(Saved entries)
* * * * * * * * *

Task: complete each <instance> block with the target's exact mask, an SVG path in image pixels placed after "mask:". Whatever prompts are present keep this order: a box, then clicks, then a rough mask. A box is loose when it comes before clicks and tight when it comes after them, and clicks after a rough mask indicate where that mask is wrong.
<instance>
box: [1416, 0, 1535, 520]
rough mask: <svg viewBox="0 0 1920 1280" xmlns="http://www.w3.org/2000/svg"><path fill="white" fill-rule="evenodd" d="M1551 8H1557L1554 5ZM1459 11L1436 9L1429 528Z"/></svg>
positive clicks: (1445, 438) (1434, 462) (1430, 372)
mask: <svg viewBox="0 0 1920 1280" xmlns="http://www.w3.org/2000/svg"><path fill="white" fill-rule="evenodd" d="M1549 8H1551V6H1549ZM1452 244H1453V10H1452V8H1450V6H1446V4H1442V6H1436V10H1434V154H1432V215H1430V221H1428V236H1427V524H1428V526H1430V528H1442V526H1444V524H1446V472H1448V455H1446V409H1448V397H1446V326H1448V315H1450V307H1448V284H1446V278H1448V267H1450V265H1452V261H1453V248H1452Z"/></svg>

* * * * * * * * *

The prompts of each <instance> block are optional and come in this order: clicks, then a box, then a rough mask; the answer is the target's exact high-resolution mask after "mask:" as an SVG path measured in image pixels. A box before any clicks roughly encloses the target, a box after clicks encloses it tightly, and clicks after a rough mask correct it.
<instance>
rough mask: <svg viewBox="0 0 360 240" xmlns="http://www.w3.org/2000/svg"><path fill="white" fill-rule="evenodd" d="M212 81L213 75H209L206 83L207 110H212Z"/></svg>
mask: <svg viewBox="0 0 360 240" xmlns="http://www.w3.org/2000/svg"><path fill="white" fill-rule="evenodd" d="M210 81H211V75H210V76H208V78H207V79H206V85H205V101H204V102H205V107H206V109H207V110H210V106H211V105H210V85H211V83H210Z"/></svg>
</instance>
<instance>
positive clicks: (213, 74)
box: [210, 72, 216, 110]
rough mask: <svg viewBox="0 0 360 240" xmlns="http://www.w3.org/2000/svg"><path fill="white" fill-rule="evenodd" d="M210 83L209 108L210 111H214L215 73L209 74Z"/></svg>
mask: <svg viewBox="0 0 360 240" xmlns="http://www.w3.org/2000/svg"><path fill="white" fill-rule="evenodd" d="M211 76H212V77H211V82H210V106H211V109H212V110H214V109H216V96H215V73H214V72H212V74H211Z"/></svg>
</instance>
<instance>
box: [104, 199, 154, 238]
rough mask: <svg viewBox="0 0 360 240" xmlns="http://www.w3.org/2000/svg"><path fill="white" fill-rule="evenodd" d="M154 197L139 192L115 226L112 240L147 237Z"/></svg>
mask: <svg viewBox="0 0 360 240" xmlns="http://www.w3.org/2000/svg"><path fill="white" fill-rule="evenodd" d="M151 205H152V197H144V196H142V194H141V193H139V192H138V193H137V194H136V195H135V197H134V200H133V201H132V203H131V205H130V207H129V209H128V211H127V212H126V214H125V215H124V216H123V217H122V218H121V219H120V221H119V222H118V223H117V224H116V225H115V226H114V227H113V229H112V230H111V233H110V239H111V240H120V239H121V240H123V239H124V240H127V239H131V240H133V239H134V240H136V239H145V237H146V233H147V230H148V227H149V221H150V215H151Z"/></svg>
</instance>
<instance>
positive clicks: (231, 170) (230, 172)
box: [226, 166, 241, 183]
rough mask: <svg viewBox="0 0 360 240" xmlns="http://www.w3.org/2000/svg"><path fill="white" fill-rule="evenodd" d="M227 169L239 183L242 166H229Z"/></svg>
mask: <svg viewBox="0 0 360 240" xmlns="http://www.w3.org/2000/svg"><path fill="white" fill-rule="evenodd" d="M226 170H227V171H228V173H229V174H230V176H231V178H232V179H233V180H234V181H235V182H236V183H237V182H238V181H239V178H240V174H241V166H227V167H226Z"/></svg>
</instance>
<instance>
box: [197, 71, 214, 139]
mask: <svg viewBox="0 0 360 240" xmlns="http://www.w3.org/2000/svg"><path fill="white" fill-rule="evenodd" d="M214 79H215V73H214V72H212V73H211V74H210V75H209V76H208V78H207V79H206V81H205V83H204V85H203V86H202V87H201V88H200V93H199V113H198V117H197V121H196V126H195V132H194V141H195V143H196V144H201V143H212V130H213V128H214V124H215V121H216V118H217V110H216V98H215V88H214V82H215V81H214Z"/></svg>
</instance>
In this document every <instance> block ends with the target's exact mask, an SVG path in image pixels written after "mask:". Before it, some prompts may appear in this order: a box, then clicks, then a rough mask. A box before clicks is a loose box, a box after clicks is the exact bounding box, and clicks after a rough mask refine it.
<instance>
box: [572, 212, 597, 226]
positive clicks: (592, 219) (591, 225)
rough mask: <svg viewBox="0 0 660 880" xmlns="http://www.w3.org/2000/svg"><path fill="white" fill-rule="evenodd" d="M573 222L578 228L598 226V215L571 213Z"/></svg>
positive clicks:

* * * * * * * * *

▶ [WHAT YOU WILL DO]
Scan the data above for the string "block" and copy each line where it appears.

▶ [ANSWER TO THE PROBLEM]
Task: complete each <instance> block with the target's exact mask, an SVG path in image pixels placed after "mask:". Whatever prompts are present keep this order: a box, then clicks, then a rough mask. A box is loose when it comes before clicks and tight when it comes after them, and clicks after a rough mask indicate where that mask is wrong.
The prompts of each <instance> block are optional and come in this order: clicks, then a box, then a rough mask; the answer is the target's exact high-resolution mask after "mask:" as an SVG path measured in image pixels. A box before any clicks roughly encloses the target, a box after clicks encloses it tightly, and clicks after a rough mask correct it.
In this document every <instance> block ends with the target's exact mask, an SVG path in image pixels written after "mask:". Before it, some prompts may appear in this order: a box, then clicks, then a rough mask. A box before clicks is a loose box, a box after clicks is the exact bounding box, and clicks after a rough mask refine it.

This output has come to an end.